• **Problem description**: Go line by line through the entries and show those that hold the string "market".

• **Input data**:
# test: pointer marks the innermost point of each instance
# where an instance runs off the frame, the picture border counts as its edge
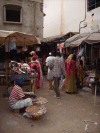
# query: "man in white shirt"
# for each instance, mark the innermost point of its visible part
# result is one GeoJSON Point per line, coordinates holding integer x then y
{"type": "Point", "coordinates": [49, 74]}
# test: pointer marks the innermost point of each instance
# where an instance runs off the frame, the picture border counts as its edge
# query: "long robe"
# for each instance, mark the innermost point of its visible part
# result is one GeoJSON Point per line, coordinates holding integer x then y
{"type": "Point", "coordinates": [37, 70]}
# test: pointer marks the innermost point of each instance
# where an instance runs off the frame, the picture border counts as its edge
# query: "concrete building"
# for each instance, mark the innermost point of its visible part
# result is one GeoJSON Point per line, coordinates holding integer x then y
{"type": "Point", "coordinates": [22, 15]}
{"type": "Point", "coordinates": [63, 16]}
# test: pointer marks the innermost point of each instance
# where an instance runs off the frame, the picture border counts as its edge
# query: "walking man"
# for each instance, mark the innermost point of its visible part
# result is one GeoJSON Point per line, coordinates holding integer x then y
{"type": "Point", "coordinates": [49, 74]}
{"type": "Point", "coordinates": [58, 68]}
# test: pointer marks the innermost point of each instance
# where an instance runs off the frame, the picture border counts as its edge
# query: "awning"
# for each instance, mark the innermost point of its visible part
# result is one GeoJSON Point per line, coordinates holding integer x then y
{"type": "Point", "coordinates": [76, 40]}
{"type": "Point", "coordinates": [57, 37]}
{"type": "Point", "coordinates": [93, 38]}
{"type": "Point", "coordinates": [20, 38]}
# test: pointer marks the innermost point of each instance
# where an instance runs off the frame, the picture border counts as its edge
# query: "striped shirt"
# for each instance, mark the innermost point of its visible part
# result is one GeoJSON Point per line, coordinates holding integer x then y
{"type": "Point", "coordinates": [16, 95]}
{"type": "Point", "coordinates": [58, 67]}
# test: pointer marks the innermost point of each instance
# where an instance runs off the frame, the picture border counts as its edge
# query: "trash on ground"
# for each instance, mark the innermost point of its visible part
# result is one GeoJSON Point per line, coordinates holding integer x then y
{"type": "Point", "coordinates": [66, 130]}
{"type": "Point", "coordinates": [12, 123]}
{"type": "Point", "coordinates": [90, 121]}
{"type": "Point", "coordinates": [86, 128]}
{"type": "Point", "coordinates": [86, 89]}
{"type": "Point", "coordinates": [59, 104]}
{"type": "Point", "coordinates": [27, 115]}
{"type": "Point", "coordinates": [32, 125]}
{"type": "Point", "coordinates": [18, 115]}
{"type": "Point", "coordinates": [95, 123]}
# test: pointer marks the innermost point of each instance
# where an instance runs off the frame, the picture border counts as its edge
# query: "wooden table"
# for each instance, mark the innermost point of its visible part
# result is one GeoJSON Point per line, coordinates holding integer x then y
{"type": "Point", "coordinates": [94, 88]}
{"type": "Point", "coordinates": [33, 88]}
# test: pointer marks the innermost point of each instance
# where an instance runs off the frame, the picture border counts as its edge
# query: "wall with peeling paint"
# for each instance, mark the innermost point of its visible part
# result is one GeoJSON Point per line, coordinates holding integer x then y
{"type": "Point", "coordinates": [93, 22]}
{"type": "Point", "coordinates": [52, 9]}
{"type": "Point", "coordinates": [63, 18]}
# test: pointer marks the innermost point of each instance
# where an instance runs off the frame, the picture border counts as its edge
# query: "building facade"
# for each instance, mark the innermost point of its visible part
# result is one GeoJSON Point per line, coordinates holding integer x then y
{"type": "Point", "coordinates": [65, 16]}
{"type": "Point", "coordinates": [22, 15]}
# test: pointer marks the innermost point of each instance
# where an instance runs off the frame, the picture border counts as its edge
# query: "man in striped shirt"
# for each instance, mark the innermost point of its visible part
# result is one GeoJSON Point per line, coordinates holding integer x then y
{"type": "Point", "coordinates": [16, 99]}
{"type": "Point", "coordinates": [58, 68]}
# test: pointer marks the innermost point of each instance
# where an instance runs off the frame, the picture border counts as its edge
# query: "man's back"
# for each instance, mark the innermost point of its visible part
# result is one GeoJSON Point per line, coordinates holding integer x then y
{"type": "Point", "coordinates": [58, 67]}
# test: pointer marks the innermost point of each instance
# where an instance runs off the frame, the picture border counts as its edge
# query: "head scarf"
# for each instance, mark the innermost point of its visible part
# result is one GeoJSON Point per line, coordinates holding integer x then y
{"type": "Point", "coordinates": [20, 81]}
{"type": "Point", "coordinates": [35, 56]}
{"type": "Point", "coordinates": [32, 52]}
{"type": "Point", "coordinates": [69, 58]}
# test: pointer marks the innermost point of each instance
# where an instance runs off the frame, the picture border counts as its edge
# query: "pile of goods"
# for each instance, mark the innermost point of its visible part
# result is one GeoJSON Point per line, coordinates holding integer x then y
{"type": "Point", "coordinates": [36, 110]}
{"type": "Point", "coordinates": [21, 68]}
{"type": "Point", "coordinates": [41, 100]}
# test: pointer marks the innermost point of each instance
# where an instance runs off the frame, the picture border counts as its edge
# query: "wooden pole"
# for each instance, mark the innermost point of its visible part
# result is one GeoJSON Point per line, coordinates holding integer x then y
{"type": "Point", "coordinates": [95, 94]}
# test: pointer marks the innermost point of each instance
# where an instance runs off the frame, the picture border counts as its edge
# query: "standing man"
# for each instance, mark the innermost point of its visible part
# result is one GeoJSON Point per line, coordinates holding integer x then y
{"type": "Point", "coordinates": [49, 74]}
{"type": "Point", "coordinates": [18, 99]}
{"type": "Point", "coordinates": [58, 68]}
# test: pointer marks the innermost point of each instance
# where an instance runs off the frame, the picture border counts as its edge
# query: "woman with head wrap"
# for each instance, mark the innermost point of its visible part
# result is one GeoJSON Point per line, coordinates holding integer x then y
{"type": "Point", "coordinates": [70, 81]}
{"type": "Point", "coordinates": [35, 65]}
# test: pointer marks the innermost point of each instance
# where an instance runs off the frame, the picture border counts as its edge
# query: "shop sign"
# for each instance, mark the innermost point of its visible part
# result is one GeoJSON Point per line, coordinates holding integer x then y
{"type": "Point", "coordinates": [94, 28]}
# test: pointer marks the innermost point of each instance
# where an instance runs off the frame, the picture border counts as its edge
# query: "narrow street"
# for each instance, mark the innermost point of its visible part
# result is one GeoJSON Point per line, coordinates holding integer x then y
{"type": "Point", "coordinates": [70, 113]}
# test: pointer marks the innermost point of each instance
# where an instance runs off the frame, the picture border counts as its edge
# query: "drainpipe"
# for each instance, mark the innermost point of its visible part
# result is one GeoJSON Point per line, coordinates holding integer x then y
{"type": "Point", "coordinates": [84, 18]}
{"type": "Point", "coordinates": [34, 17]}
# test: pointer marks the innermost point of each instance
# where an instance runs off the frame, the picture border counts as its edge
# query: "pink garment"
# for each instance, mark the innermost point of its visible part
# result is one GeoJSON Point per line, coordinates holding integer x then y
{"type": "Point", "coordinates": [41, 75]}
{"type": "Point", "coordinates": [70, 67]}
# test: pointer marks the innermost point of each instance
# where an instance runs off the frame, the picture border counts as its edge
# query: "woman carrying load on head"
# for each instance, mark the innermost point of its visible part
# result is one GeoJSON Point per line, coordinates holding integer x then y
{"type": "Point", "coordinates": [70, 79]}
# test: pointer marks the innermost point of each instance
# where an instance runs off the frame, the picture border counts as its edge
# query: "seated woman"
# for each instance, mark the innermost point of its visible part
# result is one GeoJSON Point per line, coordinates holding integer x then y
{"type": "Point", "coordinates": [17, 99]}
{"type": "Point", "coordinates": [35, 65]}
{"type": "Point", "coordinates": [70, 81]}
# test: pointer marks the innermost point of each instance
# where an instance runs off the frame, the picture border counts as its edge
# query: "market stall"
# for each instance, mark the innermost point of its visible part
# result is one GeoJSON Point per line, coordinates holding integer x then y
{"type": "Point", "coordinates": [14, 42]}
{"type": "Point", "coordinates": [88, 50]}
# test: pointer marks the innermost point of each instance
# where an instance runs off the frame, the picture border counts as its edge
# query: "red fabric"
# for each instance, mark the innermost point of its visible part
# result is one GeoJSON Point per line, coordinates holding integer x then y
{"type": "Point", "coordinates": [16, 95]}
{"type": "Point", "coordinates": [35, 56]}
{"type": "Point", "coordinates": [37, 70]}
{"type": "Point", "coordinates": [70, 67]}
{"type": "Point", "coordinates": [61, 45]}
{"type": "Point", "coordinates": [44, 58]}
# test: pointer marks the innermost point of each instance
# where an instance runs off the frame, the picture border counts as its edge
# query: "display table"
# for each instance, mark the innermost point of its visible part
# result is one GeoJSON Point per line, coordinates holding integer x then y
{"type": "Point", "coordinates": [36, 111]}
{"type": "Point", "coordinates": [94, 88]}
{"type": "Point", "coordinates": [28, 77]}
{"type": "Point", "coordinates": [2, 76]}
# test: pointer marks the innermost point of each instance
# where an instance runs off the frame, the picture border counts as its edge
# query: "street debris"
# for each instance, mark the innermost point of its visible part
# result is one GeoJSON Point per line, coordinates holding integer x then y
{"type": "Point", "coordinates": [90, 113]}
{"type": "Point", "coordinates": [59, 104]}
{"type": "Point", "coordinates": [12, 123]}
{"type": "Point", "coordinates": [18, 115]}
{"type": "Point", "coordinates": [32, 125]}
{"type": "Point", "coordinates": [66, 130]}
{"type": "Point", "coordinates": [90, 121]}
{"type": "Point", "coordinates": [95, 123]}
{"type": "Point", "coordinates": [86, 128]}
{"type": "Point", "coordinates": [27, 115]}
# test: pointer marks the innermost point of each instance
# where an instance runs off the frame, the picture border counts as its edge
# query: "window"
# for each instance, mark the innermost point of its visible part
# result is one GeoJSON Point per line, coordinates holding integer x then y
{"type": "Point", "coordinates": [92, 4]}
{"type": "Point", "coordinates": [12, 13]}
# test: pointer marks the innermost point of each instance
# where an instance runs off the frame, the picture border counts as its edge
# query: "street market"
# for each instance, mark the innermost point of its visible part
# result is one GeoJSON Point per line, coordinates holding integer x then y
{"type": "Point", "coordinates": [50, 66]}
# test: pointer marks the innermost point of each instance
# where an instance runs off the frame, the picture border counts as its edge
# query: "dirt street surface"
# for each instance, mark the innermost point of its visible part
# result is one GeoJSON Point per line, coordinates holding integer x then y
{"type": "Point", "coordinates": [72, 113]}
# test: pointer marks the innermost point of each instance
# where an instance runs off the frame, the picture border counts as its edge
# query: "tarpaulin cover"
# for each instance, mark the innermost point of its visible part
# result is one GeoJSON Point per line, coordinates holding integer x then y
{"type": "Point", "coordinates": [20, 38]}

• **Expected output**:
# query: "market stall"
# query: "street market"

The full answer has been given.